■ **Exercise**
Skip the pictures and repeat each line of the data exactly.

■ **Items**
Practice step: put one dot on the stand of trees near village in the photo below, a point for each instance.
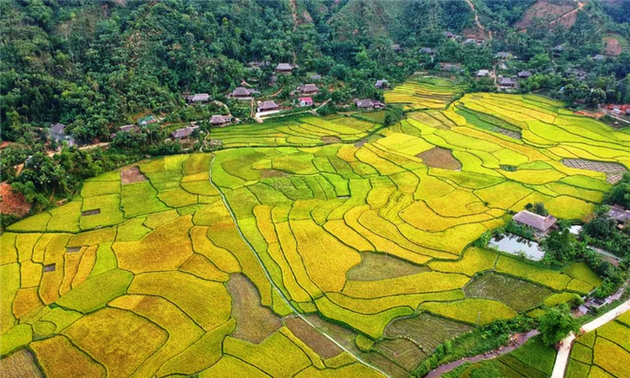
(97, 65)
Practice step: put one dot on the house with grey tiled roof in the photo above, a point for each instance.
(284, 68)
(267, 106)
(540, 224)
(184, 132)
(57, 133)
(381, 84)
(198, 98)
(220, 120)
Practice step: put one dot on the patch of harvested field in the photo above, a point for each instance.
(591, 114)
(132, 175)
(20, 364)
(377, 266)
(331, 139)
(440, 158)
(612, 46)
(340, 334)
(12, 203)
(90, 212)
(254, 322)
(360, 143)
(271, 173)
(548, 11)
(323, 346)
(385, 364)
(426, 330)
(613, 171)
(518, 294)
(404, 352)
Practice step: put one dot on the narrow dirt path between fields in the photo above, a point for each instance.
(294, 14)
(569, 13)
(273, 284)
(565, 350)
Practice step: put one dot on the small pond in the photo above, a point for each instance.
(515, 244)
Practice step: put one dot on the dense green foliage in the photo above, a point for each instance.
(556, 324)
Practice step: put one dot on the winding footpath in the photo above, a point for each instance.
(565, 350)
(477, 22)
(520, 340)
(271, 281)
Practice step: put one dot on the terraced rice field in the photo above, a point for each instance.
(604, 352)
(302, 131)
(532, 360)
(201, 264)
(423, 93)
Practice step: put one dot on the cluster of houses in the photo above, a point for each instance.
(540, 224)
(543, 224)
(620, 110)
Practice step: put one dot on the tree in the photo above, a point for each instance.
(556, 324)
(392, 116)
(539, 208)
(596, 97)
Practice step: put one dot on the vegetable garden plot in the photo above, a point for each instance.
(613, 171)
(363, 235)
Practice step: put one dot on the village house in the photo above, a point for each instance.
(381, 84)
(507, 83)
(242, 93)
(259, 65)
(284, 68)
(220, 120)
(558, 50)
(147, 120)
(541, 225)
(57, 133)
(183, 133)
(450, 35)
(502, 55)
(472, 41)
(483, 73)
(198, 98)
(125, 129)
(618, 213)
(305, 101)
(267, 106)
(128, 128)
(308, 89)
(450, 66)
(367, 104)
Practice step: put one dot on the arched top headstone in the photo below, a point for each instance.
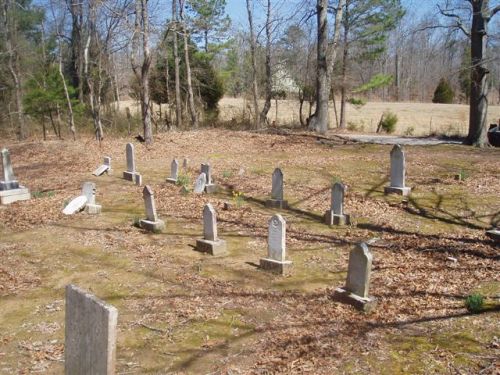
(359, 270)
(277, 185)
(276, 238)
(209, 223)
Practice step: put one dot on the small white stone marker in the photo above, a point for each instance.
(174, 172)
(200, 183)
(276, 246)
(10, 190)
(210, 243)
(276, 200)
(90, 334)
(335, 215)
(76, 205)
(398, 173)
(152, 223)
(356, 291)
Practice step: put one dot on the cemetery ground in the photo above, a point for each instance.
(181, 311)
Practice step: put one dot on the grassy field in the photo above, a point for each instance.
(188, 313)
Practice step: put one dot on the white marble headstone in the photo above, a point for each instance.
(209, 223)
(276, 238)
(359, 270)
(277, 187)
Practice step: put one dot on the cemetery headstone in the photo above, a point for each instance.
(276, 247)
(398, 173)
(174, 172)
(10, 190)
(335, 215)
(152, 223)
(356, 291)
(210, 243)
(90, 334)
(277, 200)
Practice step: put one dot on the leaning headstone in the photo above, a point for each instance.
(130, 174)
(210, 243)
(10, 190)
(89, 190)
(152, 223)
(358, 280)
(90, 334)
(210, 186)
(76, 205)
(277, 200)
(398, 173)
(174, 172)
(276, 247)
(335, 215)
(200, 183)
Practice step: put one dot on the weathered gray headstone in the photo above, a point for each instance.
(276, 247)
(152, 222)
(398, 172)
(174, 171)
(336, 215)
(200, 183)
(76, 205)
(356, 291)
(276, 200)
(90, 334)
(210, 243)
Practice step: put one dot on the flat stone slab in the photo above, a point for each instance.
(275, 203)
(76, 205)
(216, 248)
(14, 195)
(360, 303)
(152, 226)
(275, 266)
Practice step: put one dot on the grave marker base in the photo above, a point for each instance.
(360, 303)
(216, 248)
(395, 190)
(152, 226)
(275, 266)
(276, 203)
(13, 195)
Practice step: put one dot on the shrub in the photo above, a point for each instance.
(388, 122)
(443, 93)
(474, 302)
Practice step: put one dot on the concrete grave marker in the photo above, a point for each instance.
(200, 183)
(398, 173)
(276, 247)
(210, 243)
(152, 223)
(276, 200)
(10, 190)
(174, 172)
(130, 174)
(90, 334)
(356, 291)
(335, 215)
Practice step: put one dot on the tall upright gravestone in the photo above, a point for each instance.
(277, 188)
(90, 334)
(210, 243)
(398, 173)
(335, 215)
(10, 190)
(152, 223)
(276, 247)
(356, 290)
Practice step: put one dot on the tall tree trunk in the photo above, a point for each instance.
(192, 108)
(255, 90)
(269, 83)
(178, 100)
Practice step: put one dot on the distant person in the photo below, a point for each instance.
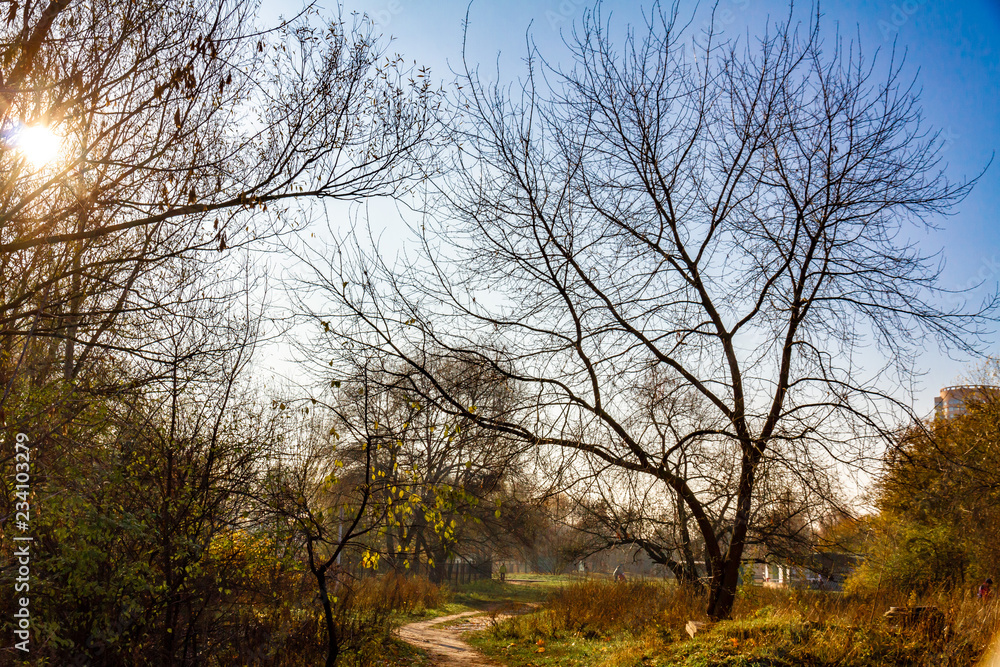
(985, 590)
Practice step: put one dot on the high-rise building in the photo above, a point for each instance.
(952, 401)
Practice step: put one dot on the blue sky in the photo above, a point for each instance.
(953, 48)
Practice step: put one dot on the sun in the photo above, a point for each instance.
(38, 144)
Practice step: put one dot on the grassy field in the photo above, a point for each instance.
(602, 624)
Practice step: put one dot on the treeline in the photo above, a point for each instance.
(937, 503)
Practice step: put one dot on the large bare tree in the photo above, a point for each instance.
(736, 218)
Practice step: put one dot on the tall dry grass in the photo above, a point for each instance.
(769, 626)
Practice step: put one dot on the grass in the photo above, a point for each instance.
(604, 624)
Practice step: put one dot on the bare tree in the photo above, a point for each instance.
(174, 130)
(736, 218)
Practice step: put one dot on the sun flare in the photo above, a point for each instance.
(38, 144)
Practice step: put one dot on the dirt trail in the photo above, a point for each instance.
(444, 645)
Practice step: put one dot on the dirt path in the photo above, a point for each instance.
(444, 645)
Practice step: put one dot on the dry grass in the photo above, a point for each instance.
(642, 623)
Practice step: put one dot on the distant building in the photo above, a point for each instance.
(952, 401)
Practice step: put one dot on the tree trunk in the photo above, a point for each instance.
(332, 646)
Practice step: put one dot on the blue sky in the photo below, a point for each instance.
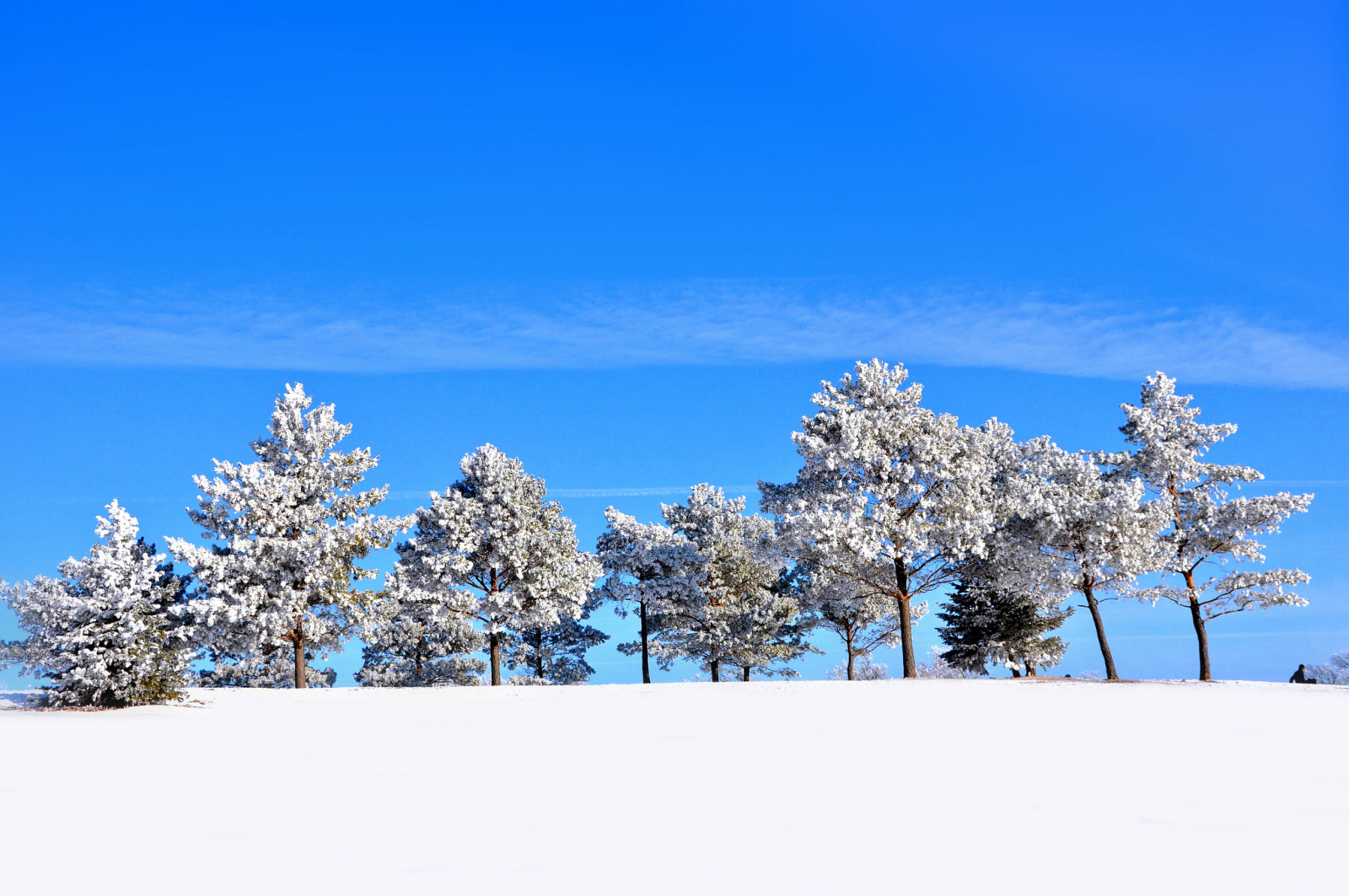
(626, 244)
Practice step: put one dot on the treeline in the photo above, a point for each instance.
(895, 505)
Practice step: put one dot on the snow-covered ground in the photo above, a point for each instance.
(814, 787)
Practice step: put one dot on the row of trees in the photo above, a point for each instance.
(894, 507)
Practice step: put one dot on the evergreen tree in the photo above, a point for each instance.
(555, 655)
(649, 571)
(1207, 530)
(289, 532)
(111, 632)
(1076, 530)
(735, 615)
(985, 624)
(270, 668)
(863, 619)
(499, 552)
(888, 491)
(416, 639)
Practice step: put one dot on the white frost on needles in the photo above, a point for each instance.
(889, 493)
(499, 552)
(288, 532)
(1205, 529)
(110, 632)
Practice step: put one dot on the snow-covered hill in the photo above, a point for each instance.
(816, 787)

■ **Expected answer**
Practice step: put one dot on the stand of trees near village in the photo below, a point for each instance.
(97, 65)
Practice step: put one dot on the house with grey tiled roof in the photo above, a point for each instance.
(284, 68)
(267, 106)
(540, 224)
(184, 132)
(57, 133)
(381, 84)
(198, 98)
(220, 120)
Practice step: put one dot on the patch of harvested field in the photo above, a point for each instance.
(591, 114)
(132, 175)
(20, 364)
(377, 266)
(331, 139)
(440, 158)
(612, 46)
(340, 334)
(12, 203)
(90, 212)
(254, 322)
(360, 143)
(271, 173)
(548, 11)
(323, 346)
(385, 364)
(426, 330)
(613, 171)
(518, 294)
(404, 352)
Practice step: put one dot on the narrow dirt path between fields in the photo above, a point for each instance.
(294, 14)
(569, 13)
(273, 284)
(565, 350)
Practice step: put one dot on the small pond in the photo above, a point for each instance.
(515, 244)
Practice step: put one dot on the dense green foliage in the photo above, a point for each instance.
(556, 324)
Practice step: put one dot on the winding footpath in the photo above, a point for each instance.
(565, 350)
(477, 22)
(520, 340)
(271, 281)
Practice step: put one dot on the terraced rice field in the photo above, a point for each instance.
(604, 352)
(302, 131)
(532, 360)
(201, 264)
(423, 93)
Practice step: put one dot on the cluster of houses in the photo above, a point for each instance.
(540, 224)
(543, 224)
(620, 110)
Practice step: put one dot on the tree in the photo above, a point for each instance.
(556, 324)
(392, 116)
(539, 208)
(596, 97)
Practice step: put one dot on the vegetable garden plot in the photo above, a point for each instance.
(613, 171)
(363, 235)
Practice step: put one dot on the village house in the photo above, a point for each instance.
(381, 84)
(507, 83)
(242, 93)
(259, 65)
(284, 68)
(220, 120)
(558, 50)
(147, 120)
(541, 225)
(57, 133)
(183, 133)
(450, 35)
(502, 55)
(472, 41)
(483, 73)
(198, 98)
(125, 129)
(618, 213)
(305, 101)
(267, 106)
(128, 128)
(308, 89)
(450, 66)
(367, 104)
Practice step: put one dot on the arched top headstone in the photo below, a point for each instance.
(359, 270)
(277, 185)
(276, 238)
(209, 223)
Practice step: put one dot on the small white stone marker in the photo above, a point for each instance.
(174, 172)
(200, 183)
(276, 246)
(10, 190)
(210, 243)
(276, 200)
(90, 334)
(335, 215)
(76, 205)
(398, 173)
(152, 223)
(356, 291)
Practice step: put one dot on the cemetery ground in the photo above, a point for each instance.
(181, 311)
Practice step: put one dot on the grassy field in the photo above, a point for each instance.
(188, 313)
Practice step: put one dot on the white marble headstone in the photo above, a point for each instance.
(209, 223)
(276, 238)
(359, 270)
(277, 187)
Practice step: put one dot on the cemetery headstone in the photo above, a point for each instance.
(276, 247)
(398, 173)
(174, 172)
(10, 190)
(335, 215)
(152, 223)
(356, 291)
(210, 243)
(90, 334)
(277, 200)
Practice step: put one dot on the leaning headstone in the photo above, a point for each instance.
(130, 174)
(210, 243)
(10, 190)
(89, 190)
(152, 223)
(358, 280)
(90, 334)
(210, 186)
(76, 205)
(277, 200)
(398, 173)
(174, 172)
(276, 247)
(335, 215)
(200, 183)
Practice step: put one dot on the weathered gray headstone in the photo above, a point for each instance.
(276, 247)
(152, 222)
(398, 172)
(174, 171)
(336, 215)
(200, 183)
(76, 205)
(356, 291)
(276, 200)
(90, 334)
(210, 243)
Practice step: put one dot on the flat stone slab in the photo above, a point for each instance.
(275, 203)
(76, 205)
(216, 248)
(14, 195)
(360, 303)
(152, 226)
(275, 266)
Practice step: put one dot on the grave marker base in the photo above, a point for each instance.
(360, 303)
(216, 248)
(395, 190)
(152, 226)
(275, 266)
(276, 203)
(13, 195)
Practice step: put one dot on the shrub in the photo above, a point for each instance.
(388, 122)
(443, 93)
(474, 302)
Practice step: put one dot on the concrete grave marker in the photo above, a point for each instance.
(200, 183)
(398, 173)
(276, 247)
(210, 243)
(152, 223)
(276, 200)
(10, 190)
(174, 172)
(130, 174)
(90, 334)
(356, 291)
(335, 215)
Practice step: put one dot on the tall upright gravestone in the photo above, a point for each instance.
(277, 188)
(90, 334)
(210, 243)
(398, 173)
(335, 215)
(10, 190)
(152, 223)
(276, 247)
(356, 290)
Practice step: put one dot on the tall tree trunk in the photo above, a point for each instance.
(192, 108)
(255, 90)
(269, 83)
(178, 100)
Practice step: put one dot on the distant person in the photo below, a point for each instance.
(985, 590)
Practice step: put one dot on the high-rise building in the photo above, a point for each instance.
(952, 401)
Practice step: put one dot on the blue sky in the photo above, a point for each instance.
(953, 48)
Practice step: put one dot on the sun in the photo above, a point for each instance.
(38, 144)
Practice step: put one dot on the grassy field in the photo above, a point for each instance.
(602, 624)
Practice step: put one dot on the treeline in the photo above, a point for each instance.
(937, 503)
Practice step: put one dot on the large bare tree in the photo above, a point for each instance.
(736, 218)
Practice step: put one dot on the tall dry grass in the photo above, a point for each instance.
(769, 626)
Practice step: put one dot on the grass in the photo above, a point for each instance.
(604, 624)
Practice step: put one dot on the bare tree in the photo above, a point for each instance.
(174, 130)
(736, 218)
Practice step: put one dot on the sun flare in the photo above, a point for each instance.
(38, 144)
Practice step: put one dot on the dirt trail in the photo above, a point for each instance.
(444, 645)
Practice step: put one dot on the dirt path in the photo above, a point for each instance.
(444, 645)
Practice step: put one dot on the dry grass in the photo above, a point for each instance.
(642, 623)
Practice step: put one dot on the distant building in the photo above, a point for each instance.
(952, 401)
Practice step: put one dot on the tree trunk in the photo above, a point for each instance.
(332, 646)
Practice step: put one dot on the blue sky in the photo below, a point for each instance.
(626, 244)
Practice step: put one dot on the treeline in the photo above, a point for each instance.
(895, 505)
Practice step: put one dot on the snow-covered ground in the photo above, a point for each instance.
(814, 787)
Practice step: put one dot on the row of trees in the photo above, a point for each instance.
(894, 507)
Practice step: put one dot on the evergreen tree in the photo above, a point for each instance.
(555, 655)
(649, 571)
(1207, 530)
(289, 532)
(111, 632)
(1076, 530)
(735, 615)
(985, 624)
(270, 668)
(863, 619)
(499, 552)
(888, 491)
(416, 639)
Practice step: put one dot on the white frost on needles in the photo above, a point for each instance.
(889, 493)
(499, 552)
(288, 532)
(1205, 529)
(110, 632)
Practice step: put one dot on the snow-covered hill in the photo above, a point for each instance.
(816, 787)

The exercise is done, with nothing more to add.